(Position identification records)
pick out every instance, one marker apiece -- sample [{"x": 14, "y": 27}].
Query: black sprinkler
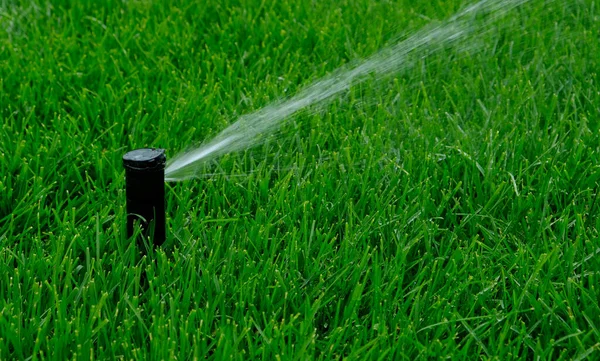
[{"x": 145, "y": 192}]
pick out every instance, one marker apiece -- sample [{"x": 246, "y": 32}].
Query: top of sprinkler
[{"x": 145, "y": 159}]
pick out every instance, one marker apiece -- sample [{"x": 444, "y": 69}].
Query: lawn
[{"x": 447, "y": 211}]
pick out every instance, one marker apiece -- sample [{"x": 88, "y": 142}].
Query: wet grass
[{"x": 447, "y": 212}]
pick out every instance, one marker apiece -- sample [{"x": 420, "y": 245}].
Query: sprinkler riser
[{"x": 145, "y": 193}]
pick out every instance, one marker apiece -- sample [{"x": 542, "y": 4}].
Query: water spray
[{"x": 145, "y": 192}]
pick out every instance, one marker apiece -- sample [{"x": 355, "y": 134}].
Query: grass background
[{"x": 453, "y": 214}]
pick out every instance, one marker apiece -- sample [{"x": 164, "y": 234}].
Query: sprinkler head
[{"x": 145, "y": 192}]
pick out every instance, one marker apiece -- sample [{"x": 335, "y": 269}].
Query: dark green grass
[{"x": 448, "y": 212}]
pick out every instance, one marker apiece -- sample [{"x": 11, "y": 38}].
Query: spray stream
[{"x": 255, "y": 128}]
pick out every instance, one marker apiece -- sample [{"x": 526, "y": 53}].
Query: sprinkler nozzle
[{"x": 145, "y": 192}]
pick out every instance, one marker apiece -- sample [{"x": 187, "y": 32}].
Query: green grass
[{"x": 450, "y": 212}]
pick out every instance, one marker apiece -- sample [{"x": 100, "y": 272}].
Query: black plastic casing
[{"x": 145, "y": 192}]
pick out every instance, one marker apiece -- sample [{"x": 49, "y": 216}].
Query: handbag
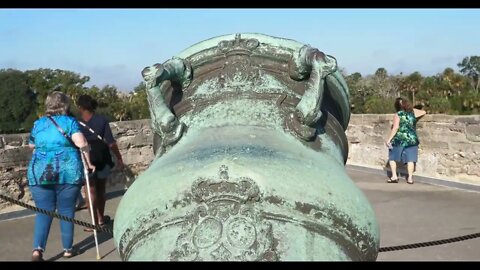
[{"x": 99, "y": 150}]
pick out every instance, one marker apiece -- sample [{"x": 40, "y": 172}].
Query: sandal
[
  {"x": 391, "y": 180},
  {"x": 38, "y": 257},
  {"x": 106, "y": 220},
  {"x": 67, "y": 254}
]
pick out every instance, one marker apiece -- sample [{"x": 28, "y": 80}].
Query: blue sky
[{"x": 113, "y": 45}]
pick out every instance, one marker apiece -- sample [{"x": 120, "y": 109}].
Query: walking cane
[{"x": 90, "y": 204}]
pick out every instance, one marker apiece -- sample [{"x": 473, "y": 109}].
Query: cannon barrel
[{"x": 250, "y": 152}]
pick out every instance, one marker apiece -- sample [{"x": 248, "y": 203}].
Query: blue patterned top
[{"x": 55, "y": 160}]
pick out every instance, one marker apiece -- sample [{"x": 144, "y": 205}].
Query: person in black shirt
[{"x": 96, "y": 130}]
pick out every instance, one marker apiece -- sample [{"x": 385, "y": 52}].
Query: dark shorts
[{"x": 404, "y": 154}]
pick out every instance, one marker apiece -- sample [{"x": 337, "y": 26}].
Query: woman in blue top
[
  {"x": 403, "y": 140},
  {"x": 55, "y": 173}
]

==

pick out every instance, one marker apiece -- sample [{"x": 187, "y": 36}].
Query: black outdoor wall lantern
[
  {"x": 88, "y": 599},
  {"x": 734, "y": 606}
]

---

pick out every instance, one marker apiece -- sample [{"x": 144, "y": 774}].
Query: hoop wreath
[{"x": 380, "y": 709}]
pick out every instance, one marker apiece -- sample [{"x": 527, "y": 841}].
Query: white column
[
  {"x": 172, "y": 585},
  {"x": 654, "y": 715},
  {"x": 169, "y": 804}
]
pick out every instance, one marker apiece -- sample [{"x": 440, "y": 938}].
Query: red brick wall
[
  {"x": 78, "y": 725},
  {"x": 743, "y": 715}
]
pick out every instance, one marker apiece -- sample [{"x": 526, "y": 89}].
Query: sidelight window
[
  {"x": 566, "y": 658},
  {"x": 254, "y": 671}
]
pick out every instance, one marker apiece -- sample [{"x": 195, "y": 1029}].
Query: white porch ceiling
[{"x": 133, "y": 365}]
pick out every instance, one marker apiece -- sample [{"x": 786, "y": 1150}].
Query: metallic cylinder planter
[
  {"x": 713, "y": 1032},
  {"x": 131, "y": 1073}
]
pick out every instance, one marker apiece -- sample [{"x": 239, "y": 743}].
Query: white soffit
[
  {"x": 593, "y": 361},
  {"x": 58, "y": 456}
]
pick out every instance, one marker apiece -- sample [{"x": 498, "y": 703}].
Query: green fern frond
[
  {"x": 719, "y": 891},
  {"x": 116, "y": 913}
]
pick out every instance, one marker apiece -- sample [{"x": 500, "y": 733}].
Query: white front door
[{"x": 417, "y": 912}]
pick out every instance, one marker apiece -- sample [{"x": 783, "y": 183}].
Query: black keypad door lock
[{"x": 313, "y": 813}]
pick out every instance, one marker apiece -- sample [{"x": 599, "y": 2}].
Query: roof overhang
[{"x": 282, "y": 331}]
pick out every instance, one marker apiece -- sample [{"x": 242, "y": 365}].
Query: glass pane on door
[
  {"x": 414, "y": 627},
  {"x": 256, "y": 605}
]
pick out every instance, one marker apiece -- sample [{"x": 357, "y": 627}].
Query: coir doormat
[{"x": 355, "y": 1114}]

SHORT PROBLEM: Locate each line in the records above that contains the string "grass", and copy those lines out. Case counts.

RESULT OF THE EXERCISE:
Query: wet grass
Query: grass background
Query: dark green grass
Query: green grass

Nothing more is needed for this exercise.